### WRITTEN INSTRUCTION
Each entry below is to be duplicated verbatim.

--- START WORKING DATA ---

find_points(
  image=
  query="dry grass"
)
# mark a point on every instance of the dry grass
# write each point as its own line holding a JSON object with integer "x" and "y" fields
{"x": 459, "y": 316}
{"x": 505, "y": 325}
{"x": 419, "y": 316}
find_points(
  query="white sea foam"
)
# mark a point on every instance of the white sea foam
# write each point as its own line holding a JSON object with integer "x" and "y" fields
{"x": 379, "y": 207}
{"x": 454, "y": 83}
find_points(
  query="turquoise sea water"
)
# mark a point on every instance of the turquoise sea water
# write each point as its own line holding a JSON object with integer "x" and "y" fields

--- END WORKING DATA ---

### PROBLEM SOLUTION
find_points(
  image=
  query="dry grass"
)
# mark a point on every instance of the dry grass
# write each point as its own line holding a JSON object with integer "x" and "y" fields
{"x": 459, "y": 316}
{"x": 505, "y": 325}
{"x": 419, "y": 316}
find_points(
  query="white sea foam"
)
# mark a point on every instance of the white sea foam
# write each point as its own line holding a JSON object with integer "x" and "y" fields
{"x": 379, "y": 207}
{"x": 454, "y": 83}
find_points(
  query="turquoise sea water"
)
# mark a point on every instance of the turquoise sea water
# write each point as its own line holding a JSON object with integer "x" and "y" fields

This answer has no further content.